# [STORED DATA]
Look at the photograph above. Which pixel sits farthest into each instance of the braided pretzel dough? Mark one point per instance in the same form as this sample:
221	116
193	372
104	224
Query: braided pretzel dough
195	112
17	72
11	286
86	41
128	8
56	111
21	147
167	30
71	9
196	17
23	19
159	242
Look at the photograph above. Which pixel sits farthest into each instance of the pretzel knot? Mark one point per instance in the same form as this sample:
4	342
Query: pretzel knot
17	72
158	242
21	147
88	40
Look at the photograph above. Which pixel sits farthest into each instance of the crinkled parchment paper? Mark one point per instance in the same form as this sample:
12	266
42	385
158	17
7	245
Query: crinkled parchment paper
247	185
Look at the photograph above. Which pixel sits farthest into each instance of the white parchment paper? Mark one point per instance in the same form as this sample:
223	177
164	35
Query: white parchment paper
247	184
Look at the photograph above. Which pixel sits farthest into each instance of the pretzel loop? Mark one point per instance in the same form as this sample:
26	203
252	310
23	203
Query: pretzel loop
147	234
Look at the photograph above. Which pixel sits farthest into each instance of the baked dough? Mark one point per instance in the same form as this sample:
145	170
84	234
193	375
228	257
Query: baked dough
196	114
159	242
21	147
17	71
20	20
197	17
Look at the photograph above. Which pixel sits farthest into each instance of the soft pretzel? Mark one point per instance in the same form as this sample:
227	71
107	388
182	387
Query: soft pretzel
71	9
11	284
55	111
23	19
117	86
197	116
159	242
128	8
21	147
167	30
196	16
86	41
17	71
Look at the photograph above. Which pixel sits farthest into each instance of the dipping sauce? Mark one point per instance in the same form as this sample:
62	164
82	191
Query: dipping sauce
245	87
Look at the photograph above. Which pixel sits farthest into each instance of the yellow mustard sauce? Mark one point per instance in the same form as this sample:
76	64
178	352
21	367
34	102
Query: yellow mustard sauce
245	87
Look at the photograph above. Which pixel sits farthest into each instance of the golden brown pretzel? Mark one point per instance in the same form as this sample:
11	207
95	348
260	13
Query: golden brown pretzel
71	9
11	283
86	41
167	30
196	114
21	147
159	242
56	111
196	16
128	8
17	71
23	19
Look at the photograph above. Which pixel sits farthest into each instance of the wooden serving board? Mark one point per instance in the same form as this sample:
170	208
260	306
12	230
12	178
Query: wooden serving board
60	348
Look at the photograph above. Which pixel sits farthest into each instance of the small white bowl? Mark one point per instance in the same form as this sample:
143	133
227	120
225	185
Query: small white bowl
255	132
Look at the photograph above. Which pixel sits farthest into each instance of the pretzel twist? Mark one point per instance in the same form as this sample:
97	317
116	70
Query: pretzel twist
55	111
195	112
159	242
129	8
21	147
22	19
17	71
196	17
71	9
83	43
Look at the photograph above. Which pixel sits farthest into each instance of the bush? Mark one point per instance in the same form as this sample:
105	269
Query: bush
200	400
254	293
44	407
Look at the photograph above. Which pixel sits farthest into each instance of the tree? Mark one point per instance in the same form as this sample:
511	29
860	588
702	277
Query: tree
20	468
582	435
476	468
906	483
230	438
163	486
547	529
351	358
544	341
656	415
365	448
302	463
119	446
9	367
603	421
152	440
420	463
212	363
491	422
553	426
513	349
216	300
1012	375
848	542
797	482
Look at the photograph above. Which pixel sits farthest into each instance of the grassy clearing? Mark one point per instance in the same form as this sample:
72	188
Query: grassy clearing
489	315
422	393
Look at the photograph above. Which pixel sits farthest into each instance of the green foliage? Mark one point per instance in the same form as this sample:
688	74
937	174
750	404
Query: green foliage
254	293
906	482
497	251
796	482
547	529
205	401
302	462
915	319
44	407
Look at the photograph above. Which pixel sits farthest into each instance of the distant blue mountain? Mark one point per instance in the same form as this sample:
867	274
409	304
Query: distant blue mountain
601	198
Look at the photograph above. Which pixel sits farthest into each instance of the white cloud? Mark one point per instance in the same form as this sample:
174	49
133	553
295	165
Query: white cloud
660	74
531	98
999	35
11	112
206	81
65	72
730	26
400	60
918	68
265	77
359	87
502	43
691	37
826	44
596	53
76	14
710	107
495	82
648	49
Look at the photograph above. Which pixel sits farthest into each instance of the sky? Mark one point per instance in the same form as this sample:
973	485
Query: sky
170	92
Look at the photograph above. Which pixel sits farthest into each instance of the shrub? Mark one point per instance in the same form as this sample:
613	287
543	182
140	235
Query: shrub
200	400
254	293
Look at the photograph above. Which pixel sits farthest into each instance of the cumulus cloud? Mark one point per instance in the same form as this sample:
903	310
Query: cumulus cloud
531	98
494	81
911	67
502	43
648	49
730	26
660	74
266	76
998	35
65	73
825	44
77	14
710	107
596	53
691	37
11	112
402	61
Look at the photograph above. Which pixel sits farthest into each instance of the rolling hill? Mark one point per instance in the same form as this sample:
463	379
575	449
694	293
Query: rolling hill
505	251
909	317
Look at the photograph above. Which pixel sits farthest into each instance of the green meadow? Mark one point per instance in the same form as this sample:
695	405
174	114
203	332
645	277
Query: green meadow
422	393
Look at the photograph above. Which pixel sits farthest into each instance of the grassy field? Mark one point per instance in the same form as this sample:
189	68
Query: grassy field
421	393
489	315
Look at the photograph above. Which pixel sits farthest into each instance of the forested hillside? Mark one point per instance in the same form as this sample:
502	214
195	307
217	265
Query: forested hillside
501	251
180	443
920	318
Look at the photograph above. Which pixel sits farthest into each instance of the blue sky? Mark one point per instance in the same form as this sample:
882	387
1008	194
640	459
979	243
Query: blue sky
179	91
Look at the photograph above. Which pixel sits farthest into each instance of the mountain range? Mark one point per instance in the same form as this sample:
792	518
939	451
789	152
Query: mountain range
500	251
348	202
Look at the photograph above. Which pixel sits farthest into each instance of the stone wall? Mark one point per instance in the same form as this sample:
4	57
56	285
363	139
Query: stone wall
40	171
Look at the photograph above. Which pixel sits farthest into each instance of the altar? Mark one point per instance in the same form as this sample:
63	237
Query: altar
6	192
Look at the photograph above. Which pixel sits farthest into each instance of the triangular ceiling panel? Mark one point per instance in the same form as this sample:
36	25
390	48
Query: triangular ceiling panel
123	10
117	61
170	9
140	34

# [EXERCISE OBJECTIVE]
Reproduce the items from the line containing "of the rolling" through the end of the items, inclusive, substituting "brick wall" for "stone wall" and leaving everything else unchanged.

# [WRITTEN SOLUTION]
Look at the photograph above. Which pixel sits farthest into each instance of the rolling hill? Mark one point per instance in the same form as this sample:
463	379
575	449
694	293
Query: rolling hill
505	251
909	317
Look at the photograph above. Which pixel sits farthest into each instance of the green meadow? Mark one point per instance in the same form as this sample:
695	405
174	114
203	332
645	277
Query: green meadow
422	393
Look at the photograph above. Which pixel sits farthest into each instance of the grassy field? Mark one point per instance in the same form as this sample:
189	68
Query: grassy field
421	393
489	315
Look at the photograph above. Which pixel sits farthest into each instance of the forested hillside? Mark one point per instance in the same form as this sample:
502	214
195	307
217	265
Query: forested hillside
501	251
180	443
920	318
Look at the photograph above. Which pixel sits farthest into each instance of the blue sky? Mark one point per instance in the same form as this sample:
882	387
1008	194
640	459
979	243
Query: blue sky
179	91
Look at the photograph above. Which pixel sits farthest into each instance of the mountain range? Mark one point per instance in the same form as this sample:
792	518
939	451
789	152
Query: mountain range
500	251
348	202
Look at the photograph above. Which pixel sits farthest into each instance of the brick wall? Mark one point per instance in the same form as this sample:
4	57
56	285
363	139
Query: brick wall
40	171
Look at the photograph above. Which pixel sits farthest into each instance of the altar? Mark one point per instance in the same form as this sample:
63	237
Query: altar
6	192
Look at the photograph above. Which pixel sits farthest into each instance of the triangular ceiling panel? Mark one point per instance in the same form as this sample:
36	25
390	48
Query: triangular ceiling panel
123	10
117	61
170	9
140	34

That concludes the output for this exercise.